**EXERCISE AIM**
Restate every entry word for word.

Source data
****************
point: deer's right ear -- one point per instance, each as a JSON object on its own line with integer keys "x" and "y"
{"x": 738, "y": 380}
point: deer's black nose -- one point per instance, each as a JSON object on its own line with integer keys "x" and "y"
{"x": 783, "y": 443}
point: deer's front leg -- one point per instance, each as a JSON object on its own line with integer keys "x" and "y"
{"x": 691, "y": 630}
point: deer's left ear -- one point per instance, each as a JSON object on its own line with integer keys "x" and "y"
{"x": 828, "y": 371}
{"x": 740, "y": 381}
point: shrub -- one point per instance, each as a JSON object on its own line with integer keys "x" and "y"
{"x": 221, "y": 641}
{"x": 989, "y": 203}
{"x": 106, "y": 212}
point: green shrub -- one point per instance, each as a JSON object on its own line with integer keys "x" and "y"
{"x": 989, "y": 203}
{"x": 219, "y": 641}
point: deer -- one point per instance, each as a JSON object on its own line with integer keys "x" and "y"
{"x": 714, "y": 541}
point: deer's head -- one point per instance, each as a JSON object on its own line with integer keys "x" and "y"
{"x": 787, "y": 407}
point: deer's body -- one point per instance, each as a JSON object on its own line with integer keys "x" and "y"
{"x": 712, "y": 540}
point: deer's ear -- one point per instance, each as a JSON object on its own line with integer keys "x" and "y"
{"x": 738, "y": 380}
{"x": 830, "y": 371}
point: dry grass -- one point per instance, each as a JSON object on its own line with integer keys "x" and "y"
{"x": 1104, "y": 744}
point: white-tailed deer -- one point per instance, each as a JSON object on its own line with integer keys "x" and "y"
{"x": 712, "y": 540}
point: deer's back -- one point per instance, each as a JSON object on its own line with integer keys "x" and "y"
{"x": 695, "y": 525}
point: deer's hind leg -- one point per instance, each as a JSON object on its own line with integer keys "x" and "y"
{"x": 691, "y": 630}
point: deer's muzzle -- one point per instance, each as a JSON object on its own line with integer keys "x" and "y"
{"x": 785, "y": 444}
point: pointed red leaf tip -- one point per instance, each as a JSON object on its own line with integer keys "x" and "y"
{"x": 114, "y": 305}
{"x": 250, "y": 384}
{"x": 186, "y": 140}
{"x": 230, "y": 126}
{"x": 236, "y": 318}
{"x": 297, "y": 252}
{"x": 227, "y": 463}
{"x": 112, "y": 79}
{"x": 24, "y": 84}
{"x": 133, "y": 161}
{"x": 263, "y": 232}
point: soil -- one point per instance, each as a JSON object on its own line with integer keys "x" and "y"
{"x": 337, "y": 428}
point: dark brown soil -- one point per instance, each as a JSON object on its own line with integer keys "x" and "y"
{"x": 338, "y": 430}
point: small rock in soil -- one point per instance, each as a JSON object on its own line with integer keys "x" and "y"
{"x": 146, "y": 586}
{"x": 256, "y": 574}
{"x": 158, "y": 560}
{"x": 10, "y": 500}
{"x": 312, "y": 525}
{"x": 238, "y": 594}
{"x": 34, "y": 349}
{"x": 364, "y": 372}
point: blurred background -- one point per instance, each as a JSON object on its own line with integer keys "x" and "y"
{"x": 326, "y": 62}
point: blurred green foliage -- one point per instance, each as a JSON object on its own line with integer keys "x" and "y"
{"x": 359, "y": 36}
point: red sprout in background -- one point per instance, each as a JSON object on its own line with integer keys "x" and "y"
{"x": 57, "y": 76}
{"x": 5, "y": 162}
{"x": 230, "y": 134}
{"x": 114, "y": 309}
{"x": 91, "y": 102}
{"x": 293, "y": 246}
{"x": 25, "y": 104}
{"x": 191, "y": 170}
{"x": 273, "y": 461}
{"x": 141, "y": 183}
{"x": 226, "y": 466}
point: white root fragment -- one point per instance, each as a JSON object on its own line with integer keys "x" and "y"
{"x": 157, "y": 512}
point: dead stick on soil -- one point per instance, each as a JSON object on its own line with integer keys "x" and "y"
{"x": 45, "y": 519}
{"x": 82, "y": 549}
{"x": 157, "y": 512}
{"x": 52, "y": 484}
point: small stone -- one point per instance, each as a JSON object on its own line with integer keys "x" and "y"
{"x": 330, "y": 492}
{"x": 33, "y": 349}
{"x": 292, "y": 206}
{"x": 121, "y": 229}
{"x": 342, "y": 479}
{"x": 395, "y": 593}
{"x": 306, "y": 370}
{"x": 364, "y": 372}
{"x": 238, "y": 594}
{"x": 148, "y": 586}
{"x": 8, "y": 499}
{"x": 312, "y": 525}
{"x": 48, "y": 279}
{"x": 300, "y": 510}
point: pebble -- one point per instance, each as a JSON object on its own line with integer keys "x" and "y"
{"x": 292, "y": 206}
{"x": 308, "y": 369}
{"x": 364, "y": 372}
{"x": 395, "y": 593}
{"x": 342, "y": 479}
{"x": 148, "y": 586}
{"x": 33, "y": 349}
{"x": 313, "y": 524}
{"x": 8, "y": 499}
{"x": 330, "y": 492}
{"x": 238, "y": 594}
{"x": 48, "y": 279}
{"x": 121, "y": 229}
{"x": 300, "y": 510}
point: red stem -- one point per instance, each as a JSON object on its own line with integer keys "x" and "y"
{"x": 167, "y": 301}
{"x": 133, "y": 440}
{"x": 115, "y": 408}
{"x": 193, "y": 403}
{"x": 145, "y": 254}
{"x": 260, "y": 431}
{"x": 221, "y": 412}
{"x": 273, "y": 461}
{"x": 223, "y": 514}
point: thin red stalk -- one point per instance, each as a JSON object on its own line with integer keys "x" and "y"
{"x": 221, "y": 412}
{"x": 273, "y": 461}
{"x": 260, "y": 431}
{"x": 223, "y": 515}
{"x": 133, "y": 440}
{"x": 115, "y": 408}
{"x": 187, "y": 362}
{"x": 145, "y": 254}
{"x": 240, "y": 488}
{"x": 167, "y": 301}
****************
**EXPECTED ANSWER**
point: deer's right ear -- one point per instance, each as a JSON object on its own line with integer keys "x" and "y"
{"x": 738, "y": 380}
point: deer's black nose -- one point per instance, each as a JSON object on its own line with integer keys "x" and "y"
{"x": 783, "y": 443}
point: deer's front leg -- one point per instance, each as a JSON object on its own line with integer keys "x" and "y"
{"x": 691, "y": 630}
point: deer's left ear -- one point per instance, each as a JSON object on its own line with integer keys "x" and "y"
{"x": 828, "y": 371}
{"x": 740, "y": 381}
point: shrub -- one point per instance, each as a JSON object on its own line with integer keys "x" and "y"
{"x": 221, "y": 641}
{"x": 989, "y": 203}
{"x": 106, "y": 212}
point: green shrub -- one point per instance, each as a JSON object on its own line with integer keys "x" and "y"
{"x": 989, "y": 203}
{"x": 219, "y": 641}
point: deer -- one point per instance, each as a JSON object on its own line with integer keys "x" and "y"
{"x": 714, "y": 541}
point: deer's head -- one point per instance, each as a JSON object on its own line with integer keys "x" and "y"
{"x": 787, "y": 407}
point: deer's body -- one point per instance, each as a JSON object on its own line with integer keys "x" and "y"
{"x": 712, "y": 540}
point: deer's ear -- one point per instance, each as a JSON object on its own line with integer keys "x" and "y"
{"x": 738, "y": 380}
{"x": 830, "y": 371}
point: dry grass -- one point per instance, each as a JSON object on its own line with integer keys "x" and "y"
{"x": 1104, "y": 744}
point: white-tailed deer -- one point per instance, each as a JSON object on its own line with integer keys "x" and "y"
{"x": 712, "y": 540}
point: deer's back -- one point per instance, each as a JSON object on its own line with integer keys "x" and "y"
{"x": 695, "y": 525}
point: deer's hind leg -- one point per instance, each as a JSON object on its own line with integer keys "x" and "y"
{"x": 691, "y": 630}
point: deer's muzzle -- one point per instance, each as a JSON object on its own line with integer keys "x" and "y"
{"x": 785, "y": 444}
point: pointed red leaf tip -- one point per instance, each as a JSON object on its own line with integer keys "x" and "y"
{"x": 114, "y": 305}
{"x": 250, "y": 384}
{"x": 186, "y": 140}
{"x": 230, "y": 126}
{"x": 236, "y": 318}
{"x": 297, "y": 252}
{"x": 227, "y": 463}
{"x": 112, "y": 79}
{"x": 24, "y": 84}
{"x": 133, "y": 161}
{"x": 263, "y": 232}
point: soil -- one point per instance, each as a JSON object on its own line with integer keys "x" and "y"
{"x": 337, "y": 428}
point: dark brown soil -- one point per instance, each as a JSON object on its own line with integer keys "x" and "y"
{"x": 338, "y": 430}
point: small rock in soil -- one point per instance, each as a JSON object on its own line with integer keys "x" and "y"
{"x": 146, "y": 586}
{"x": 256, "y": 574}
{"x": 158, "y": 560}
{"x": 10, "y": 500}
{"x": 312, "y": 525}
{"x": 238, "y": 594}
{"x": 34, "y": 349}
{"x": 364, "y": 372}
point: blurred background -- one point per instance, each as a JSON object on its own line with integer keys "x" and "y"
{"x": 326, "y": 62}
point: blurred green foliage -- one point per instance, each as a JSON object on its own line with integer keys "x" and "y"
{"x": 359, "y": 36}
point: red sprout in background -- one point per instance, each as a JSON object on its own line with integer keys "x" and "y"
{"x": 57, "y": 76}
{"x": 5, "y": 162}
{"x": 230, "y": 134}
{"x": 114, "y": 309}
{"x": 91, "y": 102}
{"x": 293, "y": 246}
{"x": 25, "y": 104}
{"x": 191, "y": 170}
{"x": 273, "y": 461}
{"x": 141, "y": 183}
{"x": 226, "y": 466}
point: white root fragment -- one point per instance, each as a JSON object on its own line with integer keys "x" and "y"
{"x": 157, "y": 512}
point: dead stick on soil -- one point per instance, each as a JSON object on its own line with integer keys "x" and "y"
{"x": 45, "y": 519}
{"x": 82, "y": 549}
{"x": 157, "y": 512}
{"x": 52, "y": 484}
point: small stone -- one point per instance, each as a JSON object on its own line with integer keys "x" and "y"
{"x": 330, "y": 492}
{"x": 33, "y": 349}
{"x": 292, "y": 206}
{"x": 121, "y": 229}
{"x": 342, "y": 479}
{"x": 395, "y": 593}
{"x": 306, "y": 370}
{"x": 364, "y": 372}
{"x": 238, "y": 594}
{"x": 148, "y": 586}
{"x": 8, "y": 499}
{"x": 312, "y": 525}
{"x": 48, "y": 279}
{"x": 300, "y": 510}
point: pebble -- one point per instance, each as a JSON object on its own line with integer keys "x" and "y"
{"x": 292, "y": 206}
{"x": 308, "y": 369}
{"x": 364, "y": 372}
{"x": 395, "y": 593}
{"x": 342, "y": 479}
{"x": 148, "y": 586}
{"x": 33, "y": 349}
{"x": 313, "y": 524}
{"x": 8, "y": 499}
{"x": 330, "y": 492}
{"x": 238, "y": 594}
{"x": 48, "y": 279}
{"x": 121, "y": 229}
{"x": 300, "y": 510}
point: red stem -- one point per instance, each as a JSON object on its own line with integer keys "x" and "y"
{"x": 167, "y": 301}
{"x": 133, "y": 440}
{"x": 115, "y": 408}
{"x": 193, "y": 403}
{"x": 145, "y": 254}
{"x": 260, "y": 431}
{"x": 221, "y": 412}
{"x": 273, "y": 461}
{"x": 223, "y": 514}
point: thin red stalk -- one point per instance, each as a JSON object on its own line with integer keys "x" and "y"
{"x": 221, "y": 412}
{"x": 273, "y": 461}
{"x": 260, "y": 431}
{"x": 223, "y": 515}
{"x": 133, "y": 440}
{"x": 115, "y": 408}
{"x": 187, "y": 362}
{"x": 145, "y": 254}
{"x": 240, "y": 488}
{"x": 167, "y": 301}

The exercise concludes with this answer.